Your task: Please list every curator of the "Good Water" exhibition named in the London Design Biennale text below.

Design exhibitions tend to focus on products rather than larger contexts. This is why I love the London Design Biennale, a “global stage for world-leading contemporary design and design-led innovation, creativity and research”: It looks at urban design, the environment, cultural design, and international collaboration. The exhibition aims to promote the global role of design with the ambition to create universal solutions to problems which concern us all.
“Since the last Biennale the global context has drastically changed and the need for collaboration and exchange in a peaceful context feels more important than ever. International design teams continue to demonstrate the possibilities of and their faith in, what can be achieved through design and design thinking. The Biennale reveals what is on people’s minds, across the world, right now.” – Victoria Broackes, Director, London Design Biennale
This year’s edition, running until June 29th at Somerset House, features 35 pavilions from around the world. My favourites are the ones that follow the idea of “design without a designer”, asking how AI, crowdsourcing, and natural structures can influence and even determine design.
Learning from water
Aziz Jamal, an artist who co-created Saudi Arabia’s pavilion, is focused on water. “How do communities supply water for each other in situations of scarcity?”, he asked during a discussion about bottom-up design. “In the Middle East and Asia, it is common to work with tribal designs and the hive mind of people by building on top of what exists”, he explained. For example, communities often get together to supply water coming from a private source to the public.

“Good Water”, the exhibition at Saudi Arabia’s pavilion, commissioned by the country’s Architecture and Design Commission and curated by Alaa Tarabzouni, Aziz Jamal, Dur Kattan and Fahad bin Naif, reimagines our relationship with water. It asks us to reconsider who has access to water, how the infrastructure is sustained, and who pays for providing it.
The Sabeel, a traditional free water fountain common across the Arab Peninsula, is at the centre of the pavilion. It symbolises hospitality and communal care. At the same time, the question is who pays for this “free” water – and who makes this offering possible in terms of infrastructure, energy, and labour?
This installation aims to confront the often invisible costs behind everyday convenience and to reflect on shared responsibilities in the context of water scarcity. Sabeels also featured at Expo 2020 in Dubai, where artists came up with inspiring new designs.

Recorded information:
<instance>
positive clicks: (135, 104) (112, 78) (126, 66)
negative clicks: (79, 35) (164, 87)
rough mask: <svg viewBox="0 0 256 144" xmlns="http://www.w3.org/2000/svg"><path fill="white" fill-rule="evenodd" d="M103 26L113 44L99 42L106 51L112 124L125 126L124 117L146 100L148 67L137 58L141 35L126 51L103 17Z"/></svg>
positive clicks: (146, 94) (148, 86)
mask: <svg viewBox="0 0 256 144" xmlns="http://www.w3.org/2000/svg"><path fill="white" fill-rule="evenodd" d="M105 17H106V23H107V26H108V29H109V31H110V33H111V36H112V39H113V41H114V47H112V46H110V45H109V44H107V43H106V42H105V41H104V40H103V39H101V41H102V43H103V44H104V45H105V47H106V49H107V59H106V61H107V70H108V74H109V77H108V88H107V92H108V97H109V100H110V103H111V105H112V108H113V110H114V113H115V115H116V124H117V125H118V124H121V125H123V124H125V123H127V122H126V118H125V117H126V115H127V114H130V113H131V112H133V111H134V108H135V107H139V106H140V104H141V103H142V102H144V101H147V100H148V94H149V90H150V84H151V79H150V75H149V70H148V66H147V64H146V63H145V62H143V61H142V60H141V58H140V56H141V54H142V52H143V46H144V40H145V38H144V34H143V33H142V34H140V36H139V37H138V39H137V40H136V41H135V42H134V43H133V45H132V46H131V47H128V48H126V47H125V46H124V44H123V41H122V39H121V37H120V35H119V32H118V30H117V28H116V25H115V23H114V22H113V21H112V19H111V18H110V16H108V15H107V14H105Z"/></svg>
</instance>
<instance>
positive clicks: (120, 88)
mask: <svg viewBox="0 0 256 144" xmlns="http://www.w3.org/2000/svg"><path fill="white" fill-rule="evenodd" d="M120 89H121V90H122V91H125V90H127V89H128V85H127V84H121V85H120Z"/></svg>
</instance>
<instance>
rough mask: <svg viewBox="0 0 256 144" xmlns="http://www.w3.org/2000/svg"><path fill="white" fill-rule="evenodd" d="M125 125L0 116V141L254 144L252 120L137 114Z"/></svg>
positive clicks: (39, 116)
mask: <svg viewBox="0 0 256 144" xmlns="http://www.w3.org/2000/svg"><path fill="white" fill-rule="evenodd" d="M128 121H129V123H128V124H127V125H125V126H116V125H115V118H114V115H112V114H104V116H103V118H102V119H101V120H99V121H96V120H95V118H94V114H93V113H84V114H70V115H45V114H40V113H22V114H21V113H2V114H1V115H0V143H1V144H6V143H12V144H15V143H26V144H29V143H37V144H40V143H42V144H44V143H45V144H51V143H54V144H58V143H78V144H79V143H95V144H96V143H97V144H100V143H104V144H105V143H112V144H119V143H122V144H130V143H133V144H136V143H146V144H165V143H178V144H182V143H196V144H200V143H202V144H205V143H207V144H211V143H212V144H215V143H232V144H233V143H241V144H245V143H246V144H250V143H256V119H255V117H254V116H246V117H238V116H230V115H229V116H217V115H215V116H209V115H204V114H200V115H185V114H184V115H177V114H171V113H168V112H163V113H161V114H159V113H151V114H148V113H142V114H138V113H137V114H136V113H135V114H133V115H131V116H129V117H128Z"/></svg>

Solution below: Alaa Tarabzouni, Aziz Jamal, Dur Kattan, Fahad bin Naif